» **WORK TO DO**
Copy the lines running from the one containing "job: <item>sepia photograph</item>" through the one containing "[[123, 194], [123, 2], [0, 5], [2, 194]]", both included, keeping them unchanged.

» **Region annotation items**
◆ ◆ ◆
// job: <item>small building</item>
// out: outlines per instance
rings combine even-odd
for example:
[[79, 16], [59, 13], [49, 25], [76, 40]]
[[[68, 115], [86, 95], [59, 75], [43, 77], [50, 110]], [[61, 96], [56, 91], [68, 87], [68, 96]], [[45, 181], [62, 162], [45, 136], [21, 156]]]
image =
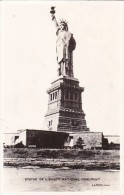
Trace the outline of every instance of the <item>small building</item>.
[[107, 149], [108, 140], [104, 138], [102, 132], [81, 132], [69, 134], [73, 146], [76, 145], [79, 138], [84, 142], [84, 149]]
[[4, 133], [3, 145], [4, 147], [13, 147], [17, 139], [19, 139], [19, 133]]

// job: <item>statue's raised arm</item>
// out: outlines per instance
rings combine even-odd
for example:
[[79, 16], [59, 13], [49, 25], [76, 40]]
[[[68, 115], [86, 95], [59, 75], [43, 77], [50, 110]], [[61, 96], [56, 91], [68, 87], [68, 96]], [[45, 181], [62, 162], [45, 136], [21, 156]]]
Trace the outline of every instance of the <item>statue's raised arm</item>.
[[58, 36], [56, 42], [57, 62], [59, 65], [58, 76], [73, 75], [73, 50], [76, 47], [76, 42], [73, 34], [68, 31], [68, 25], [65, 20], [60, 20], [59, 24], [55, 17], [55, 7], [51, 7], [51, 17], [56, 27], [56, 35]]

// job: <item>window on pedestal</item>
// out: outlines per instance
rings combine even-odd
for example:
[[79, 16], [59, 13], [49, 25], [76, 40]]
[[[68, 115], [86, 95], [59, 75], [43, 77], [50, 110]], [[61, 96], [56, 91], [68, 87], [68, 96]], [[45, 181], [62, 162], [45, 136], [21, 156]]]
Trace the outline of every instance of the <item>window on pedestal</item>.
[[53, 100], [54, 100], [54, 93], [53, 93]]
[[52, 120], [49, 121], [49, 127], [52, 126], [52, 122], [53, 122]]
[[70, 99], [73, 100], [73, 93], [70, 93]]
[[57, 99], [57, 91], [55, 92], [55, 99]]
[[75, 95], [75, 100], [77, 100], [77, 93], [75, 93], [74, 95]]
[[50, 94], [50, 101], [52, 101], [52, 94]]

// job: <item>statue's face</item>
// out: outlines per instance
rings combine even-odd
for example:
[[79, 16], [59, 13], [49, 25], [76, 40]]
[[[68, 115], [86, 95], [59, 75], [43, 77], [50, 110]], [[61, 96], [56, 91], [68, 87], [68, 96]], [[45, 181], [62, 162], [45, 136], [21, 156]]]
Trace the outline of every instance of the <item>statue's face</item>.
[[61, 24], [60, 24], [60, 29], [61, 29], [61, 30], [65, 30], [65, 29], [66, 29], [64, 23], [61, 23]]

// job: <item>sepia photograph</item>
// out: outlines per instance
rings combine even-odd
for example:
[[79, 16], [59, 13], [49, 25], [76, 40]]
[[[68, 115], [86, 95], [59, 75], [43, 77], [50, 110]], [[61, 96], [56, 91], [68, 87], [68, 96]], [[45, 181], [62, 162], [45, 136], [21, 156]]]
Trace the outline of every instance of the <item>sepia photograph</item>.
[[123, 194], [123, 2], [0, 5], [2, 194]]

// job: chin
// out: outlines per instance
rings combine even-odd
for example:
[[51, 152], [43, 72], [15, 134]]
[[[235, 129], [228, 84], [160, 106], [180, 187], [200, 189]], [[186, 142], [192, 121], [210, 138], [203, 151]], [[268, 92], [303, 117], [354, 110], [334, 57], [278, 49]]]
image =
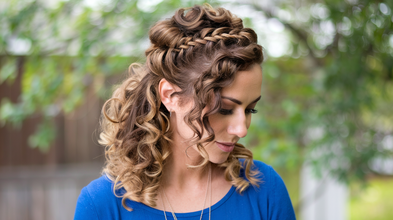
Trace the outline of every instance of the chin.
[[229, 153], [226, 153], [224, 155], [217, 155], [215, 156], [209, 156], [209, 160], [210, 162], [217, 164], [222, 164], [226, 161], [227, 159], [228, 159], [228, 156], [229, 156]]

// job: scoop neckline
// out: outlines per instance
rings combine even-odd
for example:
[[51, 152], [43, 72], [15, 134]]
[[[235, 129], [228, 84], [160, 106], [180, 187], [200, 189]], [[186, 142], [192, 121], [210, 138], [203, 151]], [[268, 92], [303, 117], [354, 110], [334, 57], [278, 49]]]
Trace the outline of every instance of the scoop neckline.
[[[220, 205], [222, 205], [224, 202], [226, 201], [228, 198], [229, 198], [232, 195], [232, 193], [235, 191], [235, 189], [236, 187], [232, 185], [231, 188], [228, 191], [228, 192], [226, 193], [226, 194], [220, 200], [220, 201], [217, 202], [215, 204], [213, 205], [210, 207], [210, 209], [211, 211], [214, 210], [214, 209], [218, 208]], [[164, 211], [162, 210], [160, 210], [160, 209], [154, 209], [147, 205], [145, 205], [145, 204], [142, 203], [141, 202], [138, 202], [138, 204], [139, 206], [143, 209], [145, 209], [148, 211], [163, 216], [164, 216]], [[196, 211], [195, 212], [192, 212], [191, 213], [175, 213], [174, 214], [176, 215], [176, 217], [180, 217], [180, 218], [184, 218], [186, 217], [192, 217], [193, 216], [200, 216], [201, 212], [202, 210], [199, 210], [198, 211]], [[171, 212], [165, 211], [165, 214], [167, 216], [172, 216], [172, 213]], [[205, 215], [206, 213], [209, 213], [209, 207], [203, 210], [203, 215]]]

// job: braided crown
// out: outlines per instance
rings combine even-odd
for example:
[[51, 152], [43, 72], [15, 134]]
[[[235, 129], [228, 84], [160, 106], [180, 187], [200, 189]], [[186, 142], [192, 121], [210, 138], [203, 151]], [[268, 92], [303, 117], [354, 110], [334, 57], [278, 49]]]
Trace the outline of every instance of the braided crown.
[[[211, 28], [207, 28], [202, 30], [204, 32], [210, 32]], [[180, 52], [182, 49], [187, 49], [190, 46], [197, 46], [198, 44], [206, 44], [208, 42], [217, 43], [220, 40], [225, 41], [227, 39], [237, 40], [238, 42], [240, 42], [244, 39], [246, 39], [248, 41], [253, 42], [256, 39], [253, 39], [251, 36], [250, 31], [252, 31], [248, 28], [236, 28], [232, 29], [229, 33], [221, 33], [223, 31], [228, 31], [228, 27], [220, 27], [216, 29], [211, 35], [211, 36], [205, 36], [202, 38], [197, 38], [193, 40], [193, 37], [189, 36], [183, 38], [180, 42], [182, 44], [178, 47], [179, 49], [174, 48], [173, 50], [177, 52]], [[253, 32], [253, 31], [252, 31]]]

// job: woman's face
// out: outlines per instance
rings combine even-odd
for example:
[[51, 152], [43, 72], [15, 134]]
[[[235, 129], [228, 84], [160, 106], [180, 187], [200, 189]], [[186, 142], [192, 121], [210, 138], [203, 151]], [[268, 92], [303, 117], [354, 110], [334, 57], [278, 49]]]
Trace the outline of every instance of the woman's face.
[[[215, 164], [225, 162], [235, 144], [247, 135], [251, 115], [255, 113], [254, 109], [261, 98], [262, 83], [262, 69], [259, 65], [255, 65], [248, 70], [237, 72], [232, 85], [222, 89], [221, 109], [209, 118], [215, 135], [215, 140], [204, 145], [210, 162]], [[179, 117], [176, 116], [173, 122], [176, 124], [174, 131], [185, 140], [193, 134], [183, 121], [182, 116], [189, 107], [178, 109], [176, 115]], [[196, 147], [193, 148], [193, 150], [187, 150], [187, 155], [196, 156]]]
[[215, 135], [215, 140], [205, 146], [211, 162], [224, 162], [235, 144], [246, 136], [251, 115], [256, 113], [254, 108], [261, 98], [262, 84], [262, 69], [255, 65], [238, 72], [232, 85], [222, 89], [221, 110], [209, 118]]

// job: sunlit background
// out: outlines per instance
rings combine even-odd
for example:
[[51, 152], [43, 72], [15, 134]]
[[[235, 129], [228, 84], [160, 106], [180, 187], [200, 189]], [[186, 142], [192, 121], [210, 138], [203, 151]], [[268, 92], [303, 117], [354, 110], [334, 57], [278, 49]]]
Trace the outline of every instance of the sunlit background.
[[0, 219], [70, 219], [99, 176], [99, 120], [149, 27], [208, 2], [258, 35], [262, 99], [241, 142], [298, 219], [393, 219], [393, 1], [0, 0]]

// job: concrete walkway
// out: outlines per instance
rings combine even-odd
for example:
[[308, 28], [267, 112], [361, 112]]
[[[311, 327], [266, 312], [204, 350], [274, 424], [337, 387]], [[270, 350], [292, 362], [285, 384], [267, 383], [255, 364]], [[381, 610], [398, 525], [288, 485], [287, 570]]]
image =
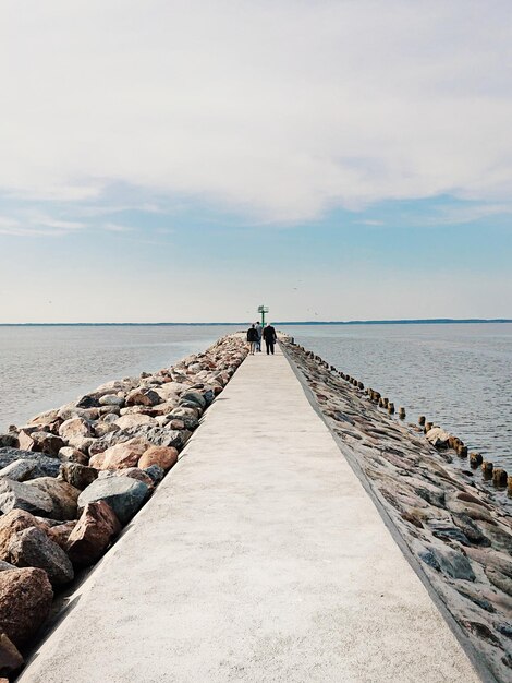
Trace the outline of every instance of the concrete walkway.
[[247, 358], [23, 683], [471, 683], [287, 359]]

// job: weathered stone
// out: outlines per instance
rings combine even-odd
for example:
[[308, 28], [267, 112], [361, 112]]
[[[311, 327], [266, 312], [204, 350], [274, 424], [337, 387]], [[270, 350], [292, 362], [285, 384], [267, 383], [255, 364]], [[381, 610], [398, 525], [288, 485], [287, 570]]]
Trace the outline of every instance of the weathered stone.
◆ ◆ ◆
» **REPLY**
// job: <item>sepia photograph</item>
// out: outlines per instance
rings combine even-odd
for example:
[[79, 16], [59, 13], [49, 25], [76, 40]]
[[[68, 115], [86, 95], [59, 75], [43, 77], [50, 110]], [[61, 96], [56, 91], [68, 87], [68, 96]], [[45, 181], [62, 162], [45, 136], [21, 156]]]
Trace the outline of every instance of the <item>sepia photograph</item>.
[[123, 194], [123, 2], [0, 5], [2, 194]]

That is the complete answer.